News & Analysis
Embedded experts: Fix code bugs or cost lives
Rick Merritt
4/10/2006 10:00 AM EDT
"Why did they inspect software only after people died?" asked Ganssle, who said a court case on the crash is still in litigation.
Some pacemakers have stimulated hearts to beat at rates of 190 beats a minute, prompting companies to provide software updates delivered to the implanted devices using capacitive coupling. Unfortunately, other pacemaker patients have had their devices inadvertently reprogrammed when walking through metal detectors. In 2003, the pacemaker of a woman in Japan was accidentally reprogrammed by her rice cooker.
A Thai politician had to have police bust the windows on his BMW 745i after a software glitch caused the electric doors and windows to freeze in a locked state, trapping him inside. Ford recalled some models of its 2000 Explorer because lights and wipers would not work in some circumstances. And the 2004 Pontiac Grand Prix faced a software recall for a leap-year fault.
Part of the problem lies in poor engineering discipline, such as a lack of adequate testing, improper error handling and inherently sloppy languages. Management issues, including a demand for ever more features in compressed schedules, and tight budgets are also to blame.
"We need to test everything up front and integrate testing into the design process. Then we need to believe the data we get when we do test," said Ganssle.
When engineers make a change because of a failed test, they often neglect to go back to the beginning of the test suite to make sure the changes haven't introduced new errors, said Dave Stewart, chief technology officer of Embedded Research Solutions Inc. (Annapolis, Md.) in an ESC session on the top problems in real-time software design.
Engineers need to create error-handling modes in their programs, and the modes must exist as just another state for their systems and treat errors as one of many possible inputs, Stewart added.
Fasanelli of Ericsson gave a detailed prescription for how to find, report and minimize faults in embedded software. Programmers must make it a standard practice to classify all inputs and states of a system and note any illegal inputs or edge states, whether or not they affect a program's ability to run, he said.
In addition, programs should routinely track and report their own performance, idle times and memory integrity. Creating such debug features may affect a system's cost, but that will be offset by reduced maintenance, Fasanelli said.
"Exception handling is particularly hard to test because it's hard to generate the exceptions. These tend to be the most poorly tested parts of code," said Ganssle.
Riding a rough C
Ironically, today's most popular programming languages, C and C++, are among the most error prone. That's because C compilers have plenty of latitude to compile and link without providing any diagnostics code that can produce serious run-time errors, especially when ported to a new processor.
"There are a lot of little goodies in C that programmers are not fully aware of," said Dan Saks, an author who has documented nearly 40 "gotchas" he presented in a session at ESC. "The lesson is to understand what you can assume and what you can't."

### [Given data]
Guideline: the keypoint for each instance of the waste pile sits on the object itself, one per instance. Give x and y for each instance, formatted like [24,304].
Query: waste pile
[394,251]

### [Problem]
In the article on embedded software bugs, what accidentally reprogrammed a woman's pacemaker in Japan in 2003?

### [Answer to the problem]
Her rice cooker accidentally reprogrammed it.